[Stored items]
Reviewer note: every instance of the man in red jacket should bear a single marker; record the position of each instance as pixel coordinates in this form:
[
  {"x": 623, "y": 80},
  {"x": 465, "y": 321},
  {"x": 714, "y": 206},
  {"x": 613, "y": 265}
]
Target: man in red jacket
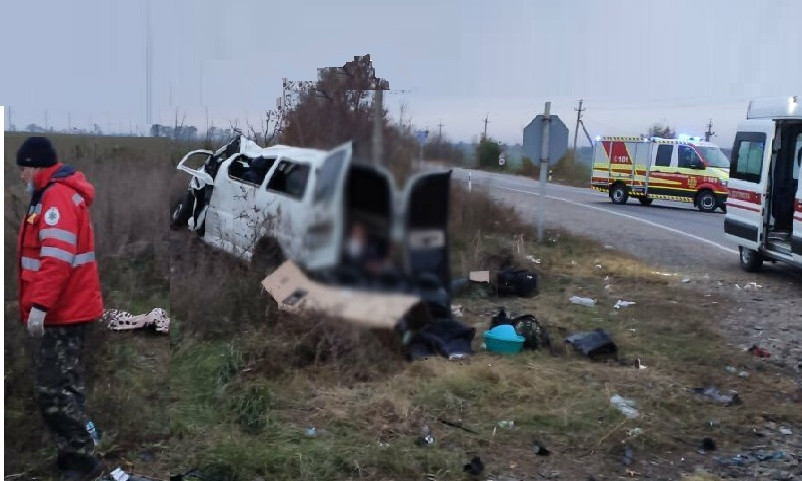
[{"x": 59, "y": 296}]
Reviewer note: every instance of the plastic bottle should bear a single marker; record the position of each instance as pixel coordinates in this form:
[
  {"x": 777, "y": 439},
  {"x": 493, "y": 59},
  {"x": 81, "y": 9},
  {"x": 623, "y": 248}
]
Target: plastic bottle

▸ STATED PROBLEM
Update these lines by changing every "Reviewer note" to "Annotator note", leaving everything else the same. Omit the pictures from your answer.

▸ TASK SOLUTION
Annotator note: every instance of the man in red jacket should bear a single marker; record the position of each instance as pixel coordinates in this form:
[
  {"x": 623, "y": 80},
  {"x": 465, "y": 321},
  {"x": 714, "y": 206},
  {"x": 613, "y": 265}
]
Target: man in red jacket
[{"x": 59, "y": 296}]
Annotator note: every instance of the plastic bottle should bear a single marker; record the position of each instance as pixel coordinates in this form:
[
  {"x": 777, "y": 439},
  {"x": 493, "y": 59},
  {"x": 81, "y": 9},
  {"x": 623, "y": 248}
]
Target: plastic bottle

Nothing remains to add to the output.